==== GIVEN DATA
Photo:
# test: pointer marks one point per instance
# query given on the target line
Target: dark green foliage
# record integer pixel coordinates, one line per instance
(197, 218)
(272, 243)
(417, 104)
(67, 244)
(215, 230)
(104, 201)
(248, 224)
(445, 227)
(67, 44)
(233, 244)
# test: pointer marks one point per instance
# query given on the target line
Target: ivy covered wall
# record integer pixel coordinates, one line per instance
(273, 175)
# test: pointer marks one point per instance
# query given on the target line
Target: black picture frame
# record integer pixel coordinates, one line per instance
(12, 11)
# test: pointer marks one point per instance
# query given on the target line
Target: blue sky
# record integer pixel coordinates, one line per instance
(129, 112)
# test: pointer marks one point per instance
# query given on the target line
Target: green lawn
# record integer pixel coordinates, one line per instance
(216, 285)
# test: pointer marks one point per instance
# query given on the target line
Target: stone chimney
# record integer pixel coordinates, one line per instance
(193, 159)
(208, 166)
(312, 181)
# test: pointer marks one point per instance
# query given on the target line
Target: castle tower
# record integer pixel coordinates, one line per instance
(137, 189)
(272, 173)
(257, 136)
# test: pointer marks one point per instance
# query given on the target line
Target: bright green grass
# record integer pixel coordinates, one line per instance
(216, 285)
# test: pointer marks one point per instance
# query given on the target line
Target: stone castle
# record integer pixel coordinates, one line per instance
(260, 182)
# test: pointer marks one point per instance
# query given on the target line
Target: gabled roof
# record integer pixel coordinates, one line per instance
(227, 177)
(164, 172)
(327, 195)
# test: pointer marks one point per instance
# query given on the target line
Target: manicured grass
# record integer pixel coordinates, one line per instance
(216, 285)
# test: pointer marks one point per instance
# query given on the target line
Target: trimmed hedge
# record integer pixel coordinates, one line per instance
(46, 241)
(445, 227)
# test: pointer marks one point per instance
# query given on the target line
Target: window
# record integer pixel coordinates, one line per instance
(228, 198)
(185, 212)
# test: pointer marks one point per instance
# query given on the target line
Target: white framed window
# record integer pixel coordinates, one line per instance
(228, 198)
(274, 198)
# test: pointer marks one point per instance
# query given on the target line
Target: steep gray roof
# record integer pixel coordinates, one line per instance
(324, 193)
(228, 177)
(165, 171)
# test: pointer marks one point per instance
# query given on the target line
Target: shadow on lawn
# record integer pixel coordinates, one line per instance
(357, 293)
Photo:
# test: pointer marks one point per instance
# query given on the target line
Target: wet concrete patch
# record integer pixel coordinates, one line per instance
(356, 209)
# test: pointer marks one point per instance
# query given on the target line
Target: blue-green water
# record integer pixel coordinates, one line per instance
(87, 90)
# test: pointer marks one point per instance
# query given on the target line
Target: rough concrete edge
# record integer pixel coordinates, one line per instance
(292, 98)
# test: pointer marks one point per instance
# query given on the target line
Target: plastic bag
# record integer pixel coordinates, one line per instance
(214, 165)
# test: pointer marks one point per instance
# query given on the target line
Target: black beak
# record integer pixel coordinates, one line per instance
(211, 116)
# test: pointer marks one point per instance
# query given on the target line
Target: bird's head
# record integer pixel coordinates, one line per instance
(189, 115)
========
==== GIVEN DATA
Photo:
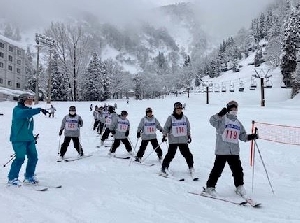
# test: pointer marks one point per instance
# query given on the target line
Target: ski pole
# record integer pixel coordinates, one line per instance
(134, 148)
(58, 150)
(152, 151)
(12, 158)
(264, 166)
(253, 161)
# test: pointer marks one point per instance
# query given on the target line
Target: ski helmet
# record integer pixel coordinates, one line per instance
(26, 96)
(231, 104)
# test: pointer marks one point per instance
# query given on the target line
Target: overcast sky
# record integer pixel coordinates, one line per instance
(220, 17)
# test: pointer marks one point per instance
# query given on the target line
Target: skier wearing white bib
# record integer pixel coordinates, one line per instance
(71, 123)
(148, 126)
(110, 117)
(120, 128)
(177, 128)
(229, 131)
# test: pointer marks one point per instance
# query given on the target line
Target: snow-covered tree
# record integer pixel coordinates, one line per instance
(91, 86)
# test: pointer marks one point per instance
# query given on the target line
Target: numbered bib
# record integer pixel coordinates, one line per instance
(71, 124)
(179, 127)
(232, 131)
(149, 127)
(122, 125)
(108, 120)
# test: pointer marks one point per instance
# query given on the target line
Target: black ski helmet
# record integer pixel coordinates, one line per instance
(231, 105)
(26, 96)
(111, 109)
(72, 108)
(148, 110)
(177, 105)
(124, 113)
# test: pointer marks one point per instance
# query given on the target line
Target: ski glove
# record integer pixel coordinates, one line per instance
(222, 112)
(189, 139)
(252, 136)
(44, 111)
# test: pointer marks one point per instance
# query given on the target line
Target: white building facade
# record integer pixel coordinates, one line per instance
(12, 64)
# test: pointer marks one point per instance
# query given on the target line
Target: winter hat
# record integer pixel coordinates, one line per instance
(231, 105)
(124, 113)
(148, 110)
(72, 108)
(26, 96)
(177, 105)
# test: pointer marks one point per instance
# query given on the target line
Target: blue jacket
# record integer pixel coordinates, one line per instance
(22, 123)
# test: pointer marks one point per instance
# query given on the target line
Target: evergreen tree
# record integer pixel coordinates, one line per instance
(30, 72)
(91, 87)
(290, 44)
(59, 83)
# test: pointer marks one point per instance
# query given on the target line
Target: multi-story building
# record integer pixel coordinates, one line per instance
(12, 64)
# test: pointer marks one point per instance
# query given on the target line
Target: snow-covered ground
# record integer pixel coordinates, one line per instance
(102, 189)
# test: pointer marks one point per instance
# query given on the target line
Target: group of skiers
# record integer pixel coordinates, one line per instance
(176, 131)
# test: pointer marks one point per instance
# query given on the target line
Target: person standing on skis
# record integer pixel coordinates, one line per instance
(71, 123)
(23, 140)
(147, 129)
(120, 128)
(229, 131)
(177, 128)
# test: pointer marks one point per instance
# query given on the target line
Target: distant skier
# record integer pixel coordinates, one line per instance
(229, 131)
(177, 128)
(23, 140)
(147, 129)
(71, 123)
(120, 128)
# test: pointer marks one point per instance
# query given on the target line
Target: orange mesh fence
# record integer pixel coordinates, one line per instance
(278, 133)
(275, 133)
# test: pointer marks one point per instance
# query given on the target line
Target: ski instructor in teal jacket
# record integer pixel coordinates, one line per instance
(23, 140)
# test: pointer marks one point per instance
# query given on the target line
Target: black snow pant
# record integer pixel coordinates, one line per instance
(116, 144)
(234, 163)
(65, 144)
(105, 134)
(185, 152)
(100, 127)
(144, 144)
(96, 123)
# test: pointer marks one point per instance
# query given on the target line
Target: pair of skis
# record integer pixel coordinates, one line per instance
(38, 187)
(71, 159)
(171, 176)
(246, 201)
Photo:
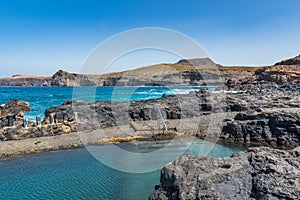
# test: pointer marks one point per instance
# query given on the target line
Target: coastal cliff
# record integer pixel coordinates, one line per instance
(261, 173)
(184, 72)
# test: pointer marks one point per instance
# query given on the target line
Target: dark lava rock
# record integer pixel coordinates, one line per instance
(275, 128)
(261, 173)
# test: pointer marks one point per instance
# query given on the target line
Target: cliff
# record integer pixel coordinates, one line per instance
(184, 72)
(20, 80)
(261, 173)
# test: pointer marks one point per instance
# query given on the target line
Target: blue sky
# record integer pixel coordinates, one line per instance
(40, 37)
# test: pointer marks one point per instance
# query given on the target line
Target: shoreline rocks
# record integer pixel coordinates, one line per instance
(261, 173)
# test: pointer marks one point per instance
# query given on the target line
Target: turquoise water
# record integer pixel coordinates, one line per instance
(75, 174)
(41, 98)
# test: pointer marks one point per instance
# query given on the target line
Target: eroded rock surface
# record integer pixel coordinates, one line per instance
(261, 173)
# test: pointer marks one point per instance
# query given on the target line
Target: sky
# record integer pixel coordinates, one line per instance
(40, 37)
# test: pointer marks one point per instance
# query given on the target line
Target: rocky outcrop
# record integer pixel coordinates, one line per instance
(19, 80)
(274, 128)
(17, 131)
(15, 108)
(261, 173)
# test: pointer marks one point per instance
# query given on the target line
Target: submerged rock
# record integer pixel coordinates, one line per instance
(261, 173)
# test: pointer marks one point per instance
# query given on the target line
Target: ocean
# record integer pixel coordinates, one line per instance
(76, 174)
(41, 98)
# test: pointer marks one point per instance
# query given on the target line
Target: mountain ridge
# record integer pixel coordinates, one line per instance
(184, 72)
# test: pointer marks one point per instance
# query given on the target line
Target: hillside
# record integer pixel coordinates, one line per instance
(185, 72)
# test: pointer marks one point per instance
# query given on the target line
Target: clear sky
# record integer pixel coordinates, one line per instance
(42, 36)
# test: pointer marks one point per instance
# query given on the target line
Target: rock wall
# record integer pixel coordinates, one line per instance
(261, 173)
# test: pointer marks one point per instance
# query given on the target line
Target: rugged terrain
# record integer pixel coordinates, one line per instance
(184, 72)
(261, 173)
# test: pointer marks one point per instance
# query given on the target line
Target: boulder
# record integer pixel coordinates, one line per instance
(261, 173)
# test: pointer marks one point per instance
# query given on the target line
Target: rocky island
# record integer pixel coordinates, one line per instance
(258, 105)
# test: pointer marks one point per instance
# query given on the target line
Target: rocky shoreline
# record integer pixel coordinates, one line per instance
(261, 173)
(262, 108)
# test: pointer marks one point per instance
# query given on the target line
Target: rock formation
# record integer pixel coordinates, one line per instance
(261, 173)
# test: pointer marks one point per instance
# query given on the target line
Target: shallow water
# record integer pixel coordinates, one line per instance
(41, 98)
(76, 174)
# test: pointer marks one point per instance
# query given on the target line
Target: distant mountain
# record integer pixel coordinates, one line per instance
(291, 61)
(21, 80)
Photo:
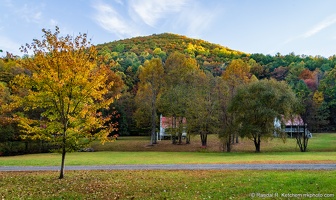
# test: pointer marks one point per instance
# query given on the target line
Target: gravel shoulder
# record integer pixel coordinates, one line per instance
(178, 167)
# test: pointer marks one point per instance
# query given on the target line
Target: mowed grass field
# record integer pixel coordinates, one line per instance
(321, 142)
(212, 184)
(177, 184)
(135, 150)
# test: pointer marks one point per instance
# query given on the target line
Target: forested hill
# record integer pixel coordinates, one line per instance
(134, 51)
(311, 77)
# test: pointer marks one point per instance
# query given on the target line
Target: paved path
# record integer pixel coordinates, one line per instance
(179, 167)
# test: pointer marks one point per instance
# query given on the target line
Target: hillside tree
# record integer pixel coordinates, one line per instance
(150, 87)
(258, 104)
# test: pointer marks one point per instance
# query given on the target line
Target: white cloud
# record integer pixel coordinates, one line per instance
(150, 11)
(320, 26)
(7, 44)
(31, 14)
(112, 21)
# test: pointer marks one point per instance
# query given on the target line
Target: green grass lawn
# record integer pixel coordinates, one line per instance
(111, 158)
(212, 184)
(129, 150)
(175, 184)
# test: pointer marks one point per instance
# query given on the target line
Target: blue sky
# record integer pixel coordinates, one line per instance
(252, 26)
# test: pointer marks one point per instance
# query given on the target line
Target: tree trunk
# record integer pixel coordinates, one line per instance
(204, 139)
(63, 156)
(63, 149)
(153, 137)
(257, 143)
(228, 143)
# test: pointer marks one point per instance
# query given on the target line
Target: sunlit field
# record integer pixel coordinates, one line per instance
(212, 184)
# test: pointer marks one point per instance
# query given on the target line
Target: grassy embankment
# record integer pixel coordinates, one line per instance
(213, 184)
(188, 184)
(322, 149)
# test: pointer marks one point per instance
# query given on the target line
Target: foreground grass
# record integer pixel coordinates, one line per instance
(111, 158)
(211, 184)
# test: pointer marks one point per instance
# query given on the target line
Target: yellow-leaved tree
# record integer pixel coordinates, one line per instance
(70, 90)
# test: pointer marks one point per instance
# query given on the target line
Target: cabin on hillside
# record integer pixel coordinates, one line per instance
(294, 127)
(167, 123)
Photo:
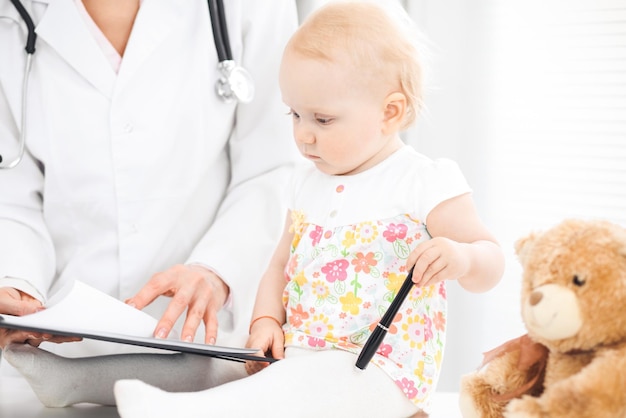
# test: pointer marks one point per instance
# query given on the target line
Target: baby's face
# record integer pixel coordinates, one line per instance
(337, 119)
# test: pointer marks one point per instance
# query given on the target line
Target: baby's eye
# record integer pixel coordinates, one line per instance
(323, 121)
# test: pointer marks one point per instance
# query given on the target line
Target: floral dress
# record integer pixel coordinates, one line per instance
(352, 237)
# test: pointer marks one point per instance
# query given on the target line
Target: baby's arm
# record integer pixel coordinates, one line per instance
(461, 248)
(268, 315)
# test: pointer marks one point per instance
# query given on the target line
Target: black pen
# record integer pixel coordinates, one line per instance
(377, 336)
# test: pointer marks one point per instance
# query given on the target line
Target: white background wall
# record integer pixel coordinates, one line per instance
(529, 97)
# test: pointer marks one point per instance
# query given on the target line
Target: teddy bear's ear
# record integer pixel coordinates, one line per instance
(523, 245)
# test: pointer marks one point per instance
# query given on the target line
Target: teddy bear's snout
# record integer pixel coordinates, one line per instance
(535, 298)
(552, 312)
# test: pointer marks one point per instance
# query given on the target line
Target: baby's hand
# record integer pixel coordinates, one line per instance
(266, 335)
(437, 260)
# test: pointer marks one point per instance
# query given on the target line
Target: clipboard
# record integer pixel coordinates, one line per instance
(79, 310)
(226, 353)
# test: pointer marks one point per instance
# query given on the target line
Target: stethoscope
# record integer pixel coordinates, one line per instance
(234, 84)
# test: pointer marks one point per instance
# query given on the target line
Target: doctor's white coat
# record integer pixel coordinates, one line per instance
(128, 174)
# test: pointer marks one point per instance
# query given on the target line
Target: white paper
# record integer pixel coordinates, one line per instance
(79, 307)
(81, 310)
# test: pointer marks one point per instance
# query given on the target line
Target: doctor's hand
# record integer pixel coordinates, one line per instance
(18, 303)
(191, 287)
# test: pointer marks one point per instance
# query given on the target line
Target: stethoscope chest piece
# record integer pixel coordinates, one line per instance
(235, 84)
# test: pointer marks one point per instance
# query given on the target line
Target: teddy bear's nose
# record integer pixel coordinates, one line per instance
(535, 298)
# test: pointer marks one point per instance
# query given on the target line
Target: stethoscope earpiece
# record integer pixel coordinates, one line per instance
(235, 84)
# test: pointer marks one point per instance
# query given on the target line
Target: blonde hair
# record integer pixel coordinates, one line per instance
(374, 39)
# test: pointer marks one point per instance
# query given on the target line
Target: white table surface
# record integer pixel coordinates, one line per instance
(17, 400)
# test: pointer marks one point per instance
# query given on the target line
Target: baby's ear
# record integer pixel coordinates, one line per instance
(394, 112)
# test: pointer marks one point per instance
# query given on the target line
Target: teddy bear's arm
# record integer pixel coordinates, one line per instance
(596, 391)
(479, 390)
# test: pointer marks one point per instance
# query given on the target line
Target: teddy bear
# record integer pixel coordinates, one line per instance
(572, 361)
========
GIVEN EXERCISE: Find every line in the material above that contains the word "castle", and copy each one out. Matches must have the same case as the word.

RESULT FOR THIS TASK:
Target: castle tower
Target: stone castle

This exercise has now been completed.